** BEGIN Document segment **
# Creating a model

Start creating a model by clicking the Add new model button in the model list view.

For a visual guide, check out the tutorial on our Youtube channel:

Creating a model consists of the following steps:

Select training type
Pick categories
Merge categories
Parametrization (varies depending on the selected framework)
Start training

# Select training type

First, select the type of model - Detection or Classification. Once chosen, you will be taken to the next step.

# Pick categories

In this step, select the categories you want to use to train the neural network model. The categories are listed under the name of each available dataset. Each category must contain at least 3 images for the network to operate on it.

Keep in mind: In the Unsplash datasets, you can use up to 200 images per category for a training.

# Merge categories

The categories selected in the previous step can be combined with each other. The whole process is described in more detail in the Merging datasets categories article.

# Pick parametrization way

Enter the model name (maximum of 50 characters; only Latin letters, numbers and hyphens are allowed) and select the framework to be used for training from the list of available frameworks.

There are two types of parametrization to choose from:

Manual Parametrization
Automatic Parametrization

# Manual Parametrization

# Basic options

The basic configuration of the model consists of:

Template (optional),
Pretrained model.

If you select Pretrained model, all parameter fields will be populated with default values that are the most optimal for the given pretrained model. It is possible to change these values, but radically changing the default parameters may reduce the performance of the trained model.

Here's a brief explanation of each pretrained model:

Darknet

YOLOv4.conv.137 - A variant of the YOLO (You Only Look Once) object detection model with 137 convolutional layers. It is known for its speed and accuracy.
** END Document segment **
** BEGIN Items **
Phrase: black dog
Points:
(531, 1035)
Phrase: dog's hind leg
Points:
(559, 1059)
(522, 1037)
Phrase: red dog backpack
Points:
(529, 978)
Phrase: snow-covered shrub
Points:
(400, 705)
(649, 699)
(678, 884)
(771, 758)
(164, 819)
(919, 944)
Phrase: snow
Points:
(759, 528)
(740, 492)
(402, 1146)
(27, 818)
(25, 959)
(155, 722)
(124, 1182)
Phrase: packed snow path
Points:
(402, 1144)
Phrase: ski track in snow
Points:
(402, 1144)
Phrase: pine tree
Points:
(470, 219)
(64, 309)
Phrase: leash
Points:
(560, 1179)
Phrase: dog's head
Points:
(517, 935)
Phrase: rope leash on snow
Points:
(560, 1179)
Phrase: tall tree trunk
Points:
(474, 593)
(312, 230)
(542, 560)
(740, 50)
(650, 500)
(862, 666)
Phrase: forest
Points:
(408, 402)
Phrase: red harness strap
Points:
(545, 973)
** END Items **
(Objectives)
#1 List the steps of creating a model that the model creation guide gives.
#2 Multiply every point coordinate in the records by 0.2, rounding to whole numbers with halves going up. Then write out the lines of the records starting at the line containing "Phrase: packed snow path" and ending at the last line of the records, with every line kept.
The records are unrelated to the text.

(Answers for this exercise)
#1
Select training type
Pick categories
Merge categories
Parametrization (varies depending on the selected framework)
Start training

#2
Phrase: packed snow path
Points:
(80, 229)
Phrase: ski track in snow
Points:
(80, 229)
Phrase: pine tree
Points:
(94, 44)
(13, 62)
Phrase: leash
Points:
(112, 236)
Phrase: dog's head
Points:
(103, 187)
Phrase: rope leash on snow
Points:
(112, 236)
Phrase: tall tree trunk
Points:
(95, 119)
(62, 46)
(108, 112)
(148, 10)
(130, 100)
(172, 133)
Phrase: forest
Points:
(82, 80)
Phrase: red harness strap
Points:
(109, 195)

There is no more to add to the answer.